§ Tâche à réaliser: Recopiez fidèlement le passage de la lettre d'information allant de « #114 Le cœur » à « totale: 10 minutes) ».

#### Extrait source

#114 Le cœur en entreprise : un ouvrage qui explique comment faire pour de vrai
Avec le témoignage d'Hubert Joly, aussi le ski, la mode, le made in France, les standards et plein d'autres sujets (lecture totale: 10 minutes)
Chère lectrice, cher lecteur,
Bienvenue dans la 114e missive de La Machine à sens ! Vous l’avez constaté, cette semaine, “il fait beau”. Chouette !… en fait non, vraiment pas chouette.
Passons au sommaire :
💭 L’édito : L’Entreprise, une affaire de coeur, un ouvrage essentiel
⛷️ Vers la fin du ski ?

########
#### Lignes de données

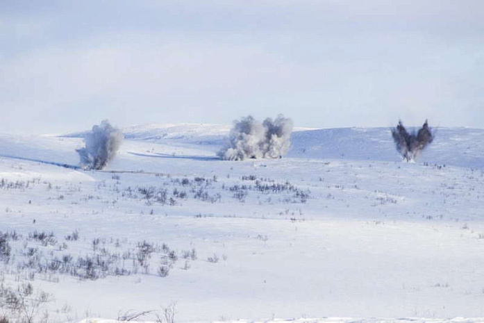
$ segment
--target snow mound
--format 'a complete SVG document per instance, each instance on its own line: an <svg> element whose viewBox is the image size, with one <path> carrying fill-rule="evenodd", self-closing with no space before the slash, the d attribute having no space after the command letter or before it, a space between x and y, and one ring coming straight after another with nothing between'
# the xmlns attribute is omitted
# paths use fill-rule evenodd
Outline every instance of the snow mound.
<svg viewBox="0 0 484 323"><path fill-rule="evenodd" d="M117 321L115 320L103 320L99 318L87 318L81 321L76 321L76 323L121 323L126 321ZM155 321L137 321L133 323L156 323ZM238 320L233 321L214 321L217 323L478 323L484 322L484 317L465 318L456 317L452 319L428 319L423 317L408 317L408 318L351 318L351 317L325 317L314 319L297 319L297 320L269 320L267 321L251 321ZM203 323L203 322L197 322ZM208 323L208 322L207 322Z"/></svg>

########
#### Lignes de données

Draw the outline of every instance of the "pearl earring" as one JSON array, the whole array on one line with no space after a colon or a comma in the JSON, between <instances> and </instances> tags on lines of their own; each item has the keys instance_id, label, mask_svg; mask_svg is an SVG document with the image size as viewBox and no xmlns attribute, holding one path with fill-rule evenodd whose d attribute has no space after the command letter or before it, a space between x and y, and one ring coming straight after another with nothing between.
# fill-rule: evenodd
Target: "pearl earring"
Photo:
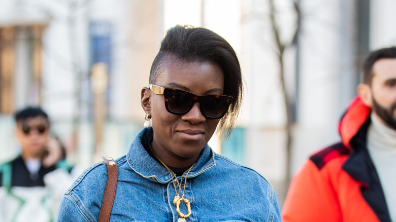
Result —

########

§ Réponse proposée:
#114 Le cœur en entreprise : un ouvrage qui explique comment faire pour de vrai
Avec le témoignage d'Hubert Joly, aussi le ski, la mode, le made in France, les standards et plein d'autres sujets (lecture totale: 10 minutes)